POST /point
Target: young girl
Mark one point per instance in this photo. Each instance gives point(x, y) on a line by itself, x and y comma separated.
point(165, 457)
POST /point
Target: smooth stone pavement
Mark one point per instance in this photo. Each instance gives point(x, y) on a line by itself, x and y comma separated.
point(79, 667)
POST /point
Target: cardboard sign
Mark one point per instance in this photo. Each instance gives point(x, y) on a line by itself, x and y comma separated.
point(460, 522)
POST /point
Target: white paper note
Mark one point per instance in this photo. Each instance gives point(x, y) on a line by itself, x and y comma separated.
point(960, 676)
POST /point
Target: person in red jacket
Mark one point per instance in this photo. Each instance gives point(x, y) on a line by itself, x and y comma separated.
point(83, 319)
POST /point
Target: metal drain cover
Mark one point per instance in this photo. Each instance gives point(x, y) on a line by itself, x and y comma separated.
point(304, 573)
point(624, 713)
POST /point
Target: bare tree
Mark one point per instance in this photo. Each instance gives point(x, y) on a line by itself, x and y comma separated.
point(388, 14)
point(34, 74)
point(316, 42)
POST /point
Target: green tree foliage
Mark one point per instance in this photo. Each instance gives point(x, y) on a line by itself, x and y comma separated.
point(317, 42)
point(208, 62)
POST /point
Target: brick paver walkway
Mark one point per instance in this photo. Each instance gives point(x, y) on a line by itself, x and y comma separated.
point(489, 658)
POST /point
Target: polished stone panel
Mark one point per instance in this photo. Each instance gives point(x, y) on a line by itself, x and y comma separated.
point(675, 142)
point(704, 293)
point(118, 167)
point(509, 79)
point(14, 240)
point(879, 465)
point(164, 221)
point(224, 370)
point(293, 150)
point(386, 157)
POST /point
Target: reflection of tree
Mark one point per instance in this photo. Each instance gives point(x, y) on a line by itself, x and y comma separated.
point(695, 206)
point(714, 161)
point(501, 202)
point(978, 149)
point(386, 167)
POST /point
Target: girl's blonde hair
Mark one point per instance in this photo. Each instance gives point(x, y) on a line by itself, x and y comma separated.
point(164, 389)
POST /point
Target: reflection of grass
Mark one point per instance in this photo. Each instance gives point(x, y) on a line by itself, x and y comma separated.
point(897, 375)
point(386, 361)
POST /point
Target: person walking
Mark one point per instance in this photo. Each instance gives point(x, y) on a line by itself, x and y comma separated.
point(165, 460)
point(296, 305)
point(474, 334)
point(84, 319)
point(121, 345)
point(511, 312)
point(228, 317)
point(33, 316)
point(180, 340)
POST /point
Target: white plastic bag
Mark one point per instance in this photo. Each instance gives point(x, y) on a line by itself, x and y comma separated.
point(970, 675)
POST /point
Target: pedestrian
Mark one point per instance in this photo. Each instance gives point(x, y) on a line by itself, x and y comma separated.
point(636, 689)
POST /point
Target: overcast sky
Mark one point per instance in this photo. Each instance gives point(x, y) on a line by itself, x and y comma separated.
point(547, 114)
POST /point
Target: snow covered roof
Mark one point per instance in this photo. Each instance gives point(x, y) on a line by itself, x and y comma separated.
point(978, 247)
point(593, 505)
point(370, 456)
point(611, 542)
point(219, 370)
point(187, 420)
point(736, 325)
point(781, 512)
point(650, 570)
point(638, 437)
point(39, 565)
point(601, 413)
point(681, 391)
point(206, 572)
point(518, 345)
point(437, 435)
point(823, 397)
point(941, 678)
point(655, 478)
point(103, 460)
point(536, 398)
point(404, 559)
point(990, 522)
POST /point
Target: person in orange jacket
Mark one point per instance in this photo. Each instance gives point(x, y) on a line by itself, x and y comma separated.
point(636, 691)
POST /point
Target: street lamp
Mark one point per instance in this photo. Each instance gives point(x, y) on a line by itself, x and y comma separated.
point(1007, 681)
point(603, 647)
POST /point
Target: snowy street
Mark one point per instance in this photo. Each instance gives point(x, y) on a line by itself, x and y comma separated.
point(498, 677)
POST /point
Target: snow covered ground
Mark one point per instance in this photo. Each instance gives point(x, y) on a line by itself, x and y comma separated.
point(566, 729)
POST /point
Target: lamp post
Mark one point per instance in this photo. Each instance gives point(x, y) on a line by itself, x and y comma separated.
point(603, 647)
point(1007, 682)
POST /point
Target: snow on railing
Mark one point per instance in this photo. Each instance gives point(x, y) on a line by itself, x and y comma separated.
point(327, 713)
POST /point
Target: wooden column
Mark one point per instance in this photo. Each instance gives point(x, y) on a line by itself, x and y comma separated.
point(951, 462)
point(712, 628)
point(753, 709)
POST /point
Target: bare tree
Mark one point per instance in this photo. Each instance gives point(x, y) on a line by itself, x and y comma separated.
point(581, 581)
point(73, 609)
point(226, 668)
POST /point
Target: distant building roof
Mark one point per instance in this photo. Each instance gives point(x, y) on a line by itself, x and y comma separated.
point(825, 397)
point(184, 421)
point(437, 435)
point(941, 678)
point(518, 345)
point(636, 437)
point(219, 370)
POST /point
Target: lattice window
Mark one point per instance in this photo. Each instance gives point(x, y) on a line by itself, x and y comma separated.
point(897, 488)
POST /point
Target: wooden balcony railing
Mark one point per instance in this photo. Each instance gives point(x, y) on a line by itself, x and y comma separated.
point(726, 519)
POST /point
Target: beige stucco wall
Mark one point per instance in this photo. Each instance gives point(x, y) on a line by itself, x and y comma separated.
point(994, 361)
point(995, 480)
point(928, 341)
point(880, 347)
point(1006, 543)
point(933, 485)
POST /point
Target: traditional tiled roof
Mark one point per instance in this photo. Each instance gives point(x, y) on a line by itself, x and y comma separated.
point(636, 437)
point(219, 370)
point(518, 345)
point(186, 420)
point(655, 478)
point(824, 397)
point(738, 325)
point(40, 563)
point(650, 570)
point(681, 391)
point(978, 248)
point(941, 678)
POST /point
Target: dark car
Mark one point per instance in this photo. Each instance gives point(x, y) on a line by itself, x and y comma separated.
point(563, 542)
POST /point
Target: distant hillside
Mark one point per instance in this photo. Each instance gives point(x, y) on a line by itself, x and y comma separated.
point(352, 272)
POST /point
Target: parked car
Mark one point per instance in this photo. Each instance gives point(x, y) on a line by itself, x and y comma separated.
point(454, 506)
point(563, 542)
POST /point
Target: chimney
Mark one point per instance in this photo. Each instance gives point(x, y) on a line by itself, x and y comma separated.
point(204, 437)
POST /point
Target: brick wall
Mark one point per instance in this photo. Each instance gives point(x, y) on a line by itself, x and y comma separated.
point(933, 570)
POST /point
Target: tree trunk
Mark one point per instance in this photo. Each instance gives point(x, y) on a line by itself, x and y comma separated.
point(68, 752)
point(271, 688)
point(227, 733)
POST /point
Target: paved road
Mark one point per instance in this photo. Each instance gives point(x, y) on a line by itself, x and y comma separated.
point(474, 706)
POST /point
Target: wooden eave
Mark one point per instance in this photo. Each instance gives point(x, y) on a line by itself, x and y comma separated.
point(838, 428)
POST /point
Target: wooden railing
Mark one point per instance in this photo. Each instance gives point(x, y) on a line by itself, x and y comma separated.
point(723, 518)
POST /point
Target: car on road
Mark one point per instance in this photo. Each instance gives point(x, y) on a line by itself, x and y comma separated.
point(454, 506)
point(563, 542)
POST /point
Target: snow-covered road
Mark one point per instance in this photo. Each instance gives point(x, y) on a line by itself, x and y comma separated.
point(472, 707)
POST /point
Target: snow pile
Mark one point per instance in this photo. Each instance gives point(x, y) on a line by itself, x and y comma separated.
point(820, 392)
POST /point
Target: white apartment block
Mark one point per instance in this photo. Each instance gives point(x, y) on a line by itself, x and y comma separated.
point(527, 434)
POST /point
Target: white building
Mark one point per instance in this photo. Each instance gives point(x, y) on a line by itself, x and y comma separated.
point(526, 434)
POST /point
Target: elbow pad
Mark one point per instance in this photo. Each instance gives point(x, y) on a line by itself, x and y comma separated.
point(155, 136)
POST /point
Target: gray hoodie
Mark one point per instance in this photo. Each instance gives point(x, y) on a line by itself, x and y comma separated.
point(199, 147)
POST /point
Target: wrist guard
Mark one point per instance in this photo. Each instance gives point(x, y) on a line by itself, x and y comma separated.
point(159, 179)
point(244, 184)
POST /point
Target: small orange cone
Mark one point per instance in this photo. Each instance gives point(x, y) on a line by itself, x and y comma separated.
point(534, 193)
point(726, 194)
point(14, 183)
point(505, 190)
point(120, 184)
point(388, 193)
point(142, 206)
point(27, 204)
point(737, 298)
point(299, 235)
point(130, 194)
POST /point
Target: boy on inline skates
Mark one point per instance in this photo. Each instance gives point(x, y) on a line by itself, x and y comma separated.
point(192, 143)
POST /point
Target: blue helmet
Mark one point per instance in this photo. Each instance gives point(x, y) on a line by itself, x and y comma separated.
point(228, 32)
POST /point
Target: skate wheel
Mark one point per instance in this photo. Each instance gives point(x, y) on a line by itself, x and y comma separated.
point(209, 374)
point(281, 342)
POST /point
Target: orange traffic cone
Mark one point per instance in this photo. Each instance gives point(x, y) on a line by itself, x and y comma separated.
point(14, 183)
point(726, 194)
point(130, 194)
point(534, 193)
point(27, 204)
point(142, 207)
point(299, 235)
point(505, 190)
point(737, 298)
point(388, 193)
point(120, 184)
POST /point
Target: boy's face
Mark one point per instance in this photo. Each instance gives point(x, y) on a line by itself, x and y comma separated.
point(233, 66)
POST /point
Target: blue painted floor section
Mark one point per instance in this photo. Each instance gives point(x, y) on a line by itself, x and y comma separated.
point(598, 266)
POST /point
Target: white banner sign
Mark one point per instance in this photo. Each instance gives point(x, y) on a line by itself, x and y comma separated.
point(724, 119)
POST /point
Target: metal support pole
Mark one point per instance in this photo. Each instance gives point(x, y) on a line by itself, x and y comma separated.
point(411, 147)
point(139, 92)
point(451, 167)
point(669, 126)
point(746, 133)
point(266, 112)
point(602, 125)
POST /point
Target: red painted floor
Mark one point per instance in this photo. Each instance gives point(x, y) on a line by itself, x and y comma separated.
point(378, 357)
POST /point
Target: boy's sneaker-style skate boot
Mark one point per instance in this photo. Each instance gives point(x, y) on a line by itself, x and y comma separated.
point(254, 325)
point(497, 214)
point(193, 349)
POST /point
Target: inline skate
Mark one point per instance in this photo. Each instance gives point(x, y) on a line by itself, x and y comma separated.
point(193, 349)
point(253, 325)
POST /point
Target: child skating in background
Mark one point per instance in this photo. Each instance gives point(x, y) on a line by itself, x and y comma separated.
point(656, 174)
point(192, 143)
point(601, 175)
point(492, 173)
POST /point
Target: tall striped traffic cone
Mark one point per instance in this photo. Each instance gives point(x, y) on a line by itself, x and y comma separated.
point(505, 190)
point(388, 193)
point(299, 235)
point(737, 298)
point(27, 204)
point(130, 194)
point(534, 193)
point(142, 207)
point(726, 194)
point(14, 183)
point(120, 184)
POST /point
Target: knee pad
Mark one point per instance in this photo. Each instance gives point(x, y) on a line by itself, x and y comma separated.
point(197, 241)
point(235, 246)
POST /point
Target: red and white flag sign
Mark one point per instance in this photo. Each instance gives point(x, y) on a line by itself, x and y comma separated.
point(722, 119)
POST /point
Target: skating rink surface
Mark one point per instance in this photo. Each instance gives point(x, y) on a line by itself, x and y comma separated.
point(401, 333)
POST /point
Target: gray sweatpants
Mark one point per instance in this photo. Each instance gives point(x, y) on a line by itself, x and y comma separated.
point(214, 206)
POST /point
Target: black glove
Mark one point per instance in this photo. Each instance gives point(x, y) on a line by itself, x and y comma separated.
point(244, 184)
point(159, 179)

********

* _Required action_:
Considering only the material above, set down every line from the one with "Target: metal drain cover" to the one with "Target: white plastic bag", inclusive, exactly as written.

* _Answer space_:
Target: metal drain cover
Mark one point per instance in this photo. Each instance gives point(x, y) on a line by itself, x and y comma separated.
point(304, 573)
point(624, 713)
POST /point
Target: bare tree
Mark one point per instance in this photo. Each instance gives point(x, y) on a line by itself, x and y comma separated.
point(388, 14)
point(34, 74)
point(316, 42)
POST /point
Target: green tree foliage
Mark one point per instance in this photo. Each instance gives point(x, y) on a line by itself, x and y comma separated.
point(317, 42)
point(208, 62)
POST /point
Target: brick paver walkway
Mark one point per instance in this photo. Each instance gives point(x, y) on a line by itself, x and y comma separated.
point(489, 658)
POST /point
Target: polished stone panel
Mark one point per instance in this photo. Each instance gives point(x, y) on a line by itself, x and y comma separated.
point(675, 142)
point(704, 293)
point(118, 167)
point(509, 79)
point(14, 240)
point(879, 465)
point(164, 221)
point(224, 370)
point(293, 150)
point(386, 157)
POST /point
Target: reflection of tree
Mark one point per instance in this photo. Each instance gives point(x, y) on a line by itself, x and y comma separated.
point(695, 206)
point(714, 161)
point(501, 202)
point(978, 149)
point(386, 167)
POST /point
Target: girl's blonde hair
Mark one point per instance in this photo. Each instance gives point(x, y) on a line by itself, x and y comma separated.
point(164, 389)
POST /point
Target: reflection of grass
Mark one point per instance in this photo. Each instance gives point(x, y) on a line by itself, x and y comma separated.
point(897, 375)
point(386, 361)
POST /point
Target: person walking
Mark one point per instance in this photo. Each instance gives point(x, y) on a line by itself, x and y comma separated.
point(165, 460)
point(296, 305)
point(474, 334)
point(84, 319)
point(121, 345)
point(511, 312)
point(228, 317)
point(33, 316)
point(180, 340)
POST /point
Target: white plastic bag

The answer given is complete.